● **Written task A**:
Which devices or pieces of equipment does the Pi Hole guide chapter say use a particular DNS server by default? List each one with the DNS server it uses.
● **Written task B**:
Write the next part of the Pi Hole guide chapter, picking up after its final sentence.

● **Excerpted passage**:
——
Discopter Pi Guide

Chapter 8: Block Ads and Encrypt DNS Requests Through Pi Hole

When we navigate the internet, we tend to think in terms of domain names. Typing in wikipedia.org takes us to Wikipedia. But for the protocols that make the internet work known as TCP/IP, “wikipedia.org” as a string of characters is actually meaningless. TCP/IP deals with IP addresses, not domain names. Back in the early days of the internet, beginning when it was still called ARPANET, users (mostly military and academia) would keep spreadsheet-like tables handy to match an IP address to something more human readable. By the 1980s, the internet was too big for this kind of system to work. In addition, as IP addresses were reassigned, there was no coordinating process to make sure everyone knew where a particular IP address went.

That's where DNS comes in. The Domain Name System is often referred to as the “phone book of the internet.” It takes a domain name, matches it to an IP address, and then forwards the request to that IP address. When you go to wikipedia.org, your web traffic doesn't go straight to a Wikipedia server. Before it can get there, it must pass through a DNS server that looks up wikipedia.org and returns 198.35.26.96.

From a privacy standpoint, this can be a problem. Whoever controls that particular DNS server will know what website you're trying to access. Many casual home internet users get their routers from their Internet Service Provider, or ISP. Many of these ISPs configure the router to use the ISP's DNS servers by default. Mobile phones typically ship with the service provider's DNS server as the default. Google and Amazon Alexa devices use Google's and Amazon's DNS servers by default (and good luck changing that setting). ISPs have spent millions of dollars lobbying Congress to ensure that they can monetize your DNS requests and lobbying against measures that would enable encrypting these requests. By configuring DNS to a (relatively more) trusted provider, and encrypting the request along the way, you will immediately increase your privacy.

But what does this have to do with ads? Internet ads and pop ups are rarely served by the same domain as the site they are found on. The most obvious cases are ads for products or services that have nothing to do with the website you're on. The webpage you visit dedicates a section in its layout for an ad to appear and that ad gets served from a different server associated with a different domain name. Even when a popup does belong to the website itself (such as a “Please remove your ad blocker” popup), that particular content is almost always being served from a different domain. If your device's DNS server inspects all of the domains before sending them to the device, it can check them against a list of known advertising and spam domains, exactly in the same way it checked wikipedia.org to get an IP address.

That's exactly what we want our Raspberry Pi to do. Any device using the Raspberry Pi as a DNS server will first have the DNS request encrypted in a process known as DNS-over-HTTPS or DoH for short. It will pass through the ISP's gateway with no ability for the ISP to see what site you are visiting. It will arrive at an upstream DNS resolver who will unencrypt the request and forward it to the corresponding IP address of the site you're trying to visit. The site will then send a packet back which will first pass through the Raspberry Pi. The Pi will inspect the domain name associated with the packet. If it appears on one of its Prohibit Lists, the packet is denied. The result is a faster, more private internet for your devices. The way we'll do all of this is through a program called Pi Hole.
——
● **Supplied material**:
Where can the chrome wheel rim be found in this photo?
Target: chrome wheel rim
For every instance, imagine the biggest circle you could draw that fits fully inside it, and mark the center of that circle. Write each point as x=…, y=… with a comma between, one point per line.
——
● **Written answer A**:
- Routers that home users get from their ISP use the ISP's DNS servers.
- Mobile phones use the service provider's DNS server.
- Google devices use Google's DNS servers.
- Amazon Alexa devices use Amazon's DNS servers.

● **Written answer B**:
This is the first time we'll be using our Pi as a server. Before we go any further, we'll first need to assign a static IP address. If we don't, the local IP address for the Pi could change and any devices using it as a DNS server will no longer point to its location on the network. Dynamic Host Control Protocol, or DHCP, is out of scope for this guide, but a one sentence summary would be it's how a router assigns and reassigns IP addresses to connected devices. What we need to do is reserve an IP address for the Pi on the router, so DHCP doesn't reassign it. The process of doing so varies greatly from router to router, but Step 1 presents a general guide.

Step 1: Assign a Static IP Address to Your Pi

1. Connect to the same network as the Raspberry Pi and navigate to the router's admin page. This will typically be an IP address printed on the router. Below are some typical router IP addresses.
   • 192.168.0.1
   • 192.168.1.1
   • 192.168.8.1
   • 192.168.10.1
   • 192.168.86.1
2. Login to the admin page. If you've never been to this page before, the default login credentials are also typically printed on the router or easily found online. When in doubt, username “admin” and password “password” will often work. Once you login with default credentials, you should be asked to change at least the password. Make sure you do so.
3. Look for a navigation pane or navigation menu on the router's admin page. Then look for a section called “Network”, “Networking Options”, “DHCP”, “IP Reservations,” or something that could indicate managing DHCP or specific devices on the network. Once again, if in doubt, just do a search for “DHCP reservation <router make/model>” and you should be able to find specific directions.
4. In whichever screen or menu option your router uses, assign a DHCP reservation for your Raspberry Pi. Again, this widely varies. Some routers make it easy with a dropdown menu where you can select the Pi and click a checkmark to reserve its IP. Others, you may need to type in the Pi's IP address and then its MAC address to make the reservation.
5. With a static IP address assigned, we're now ready to use the Pi as a server.

Step 2: Download and Install Pi Hole

1. Run the following command. This downloads and runs the Pi Hole installer. It updates some packages and ensures system compatibility.
   curl -sSL https://install.pi-hole.net | sudo bash
2. Continue through the next three screens, informing you of what Pi Hole, asking you to donate, and then informing you that the Pi will need a static IP address, which we dealt with in Step 1.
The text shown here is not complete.